Convert everything from the line containing "target: framed picture on wall" down to the end of the material into a two-column CSV with the headers instruction and output. Give one row for each instruction and its output, with every field in quotation marks and its line breaks replaced by spaces.

-------------------------

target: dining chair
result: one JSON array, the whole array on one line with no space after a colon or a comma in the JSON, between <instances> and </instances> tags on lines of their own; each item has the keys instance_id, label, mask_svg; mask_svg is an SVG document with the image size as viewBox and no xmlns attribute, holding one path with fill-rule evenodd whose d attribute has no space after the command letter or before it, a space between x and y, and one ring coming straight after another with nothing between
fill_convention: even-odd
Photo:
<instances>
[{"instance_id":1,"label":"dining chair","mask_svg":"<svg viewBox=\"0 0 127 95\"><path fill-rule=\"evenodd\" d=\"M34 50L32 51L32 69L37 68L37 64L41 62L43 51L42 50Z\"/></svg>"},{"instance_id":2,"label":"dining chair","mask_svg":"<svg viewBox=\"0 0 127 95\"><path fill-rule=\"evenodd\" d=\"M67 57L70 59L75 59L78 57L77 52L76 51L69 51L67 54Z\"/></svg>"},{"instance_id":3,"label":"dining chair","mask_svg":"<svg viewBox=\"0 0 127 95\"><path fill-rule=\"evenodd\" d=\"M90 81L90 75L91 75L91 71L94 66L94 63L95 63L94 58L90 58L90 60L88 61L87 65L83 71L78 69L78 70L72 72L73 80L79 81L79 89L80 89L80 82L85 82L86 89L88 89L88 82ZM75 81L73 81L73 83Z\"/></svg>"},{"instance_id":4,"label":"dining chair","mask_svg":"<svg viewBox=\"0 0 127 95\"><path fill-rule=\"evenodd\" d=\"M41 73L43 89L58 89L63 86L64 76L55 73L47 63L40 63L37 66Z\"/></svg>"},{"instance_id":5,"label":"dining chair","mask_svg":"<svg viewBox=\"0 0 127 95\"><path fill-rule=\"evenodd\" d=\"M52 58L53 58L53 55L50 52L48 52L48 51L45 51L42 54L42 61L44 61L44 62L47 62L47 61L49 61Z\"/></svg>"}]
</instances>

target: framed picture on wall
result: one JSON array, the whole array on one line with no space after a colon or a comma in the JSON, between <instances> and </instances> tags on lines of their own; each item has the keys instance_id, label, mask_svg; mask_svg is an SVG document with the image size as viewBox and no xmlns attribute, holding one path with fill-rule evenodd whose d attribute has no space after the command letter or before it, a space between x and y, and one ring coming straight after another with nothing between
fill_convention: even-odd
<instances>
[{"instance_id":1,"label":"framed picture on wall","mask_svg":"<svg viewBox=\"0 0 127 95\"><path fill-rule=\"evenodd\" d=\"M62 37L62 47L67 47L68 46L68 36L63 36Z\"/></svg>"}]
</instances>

-------------------------

▶ [Result]
instruction,output
"target: framed picture on wall result: one JSON array, the whole array on one line with no space after a colon or a comma in the JSON, between <instances> and </instances> tags on lines of their own; each item has the keys instance_id, label, mask_svg; mask_svg is an SVG document with the image size as viewBox and no xmlns attribute, holding one path with fill-rule evenodd whose d attribute has no space after the command letter or before it, a space between x and y, and one ring coming straight after another with nothing between fill_convention: even-odd","<instances> [{""instance_id"":1,""label"":""framed picture on wall"",""mask_svg"":""<svg viewBox=\""0 0 127 95\""><path fill-rule=\""evenodd\"" d=\""M62 37L62 47L67 47L68 46L68 36L63 36Z\""/></svg>""}] </instances>"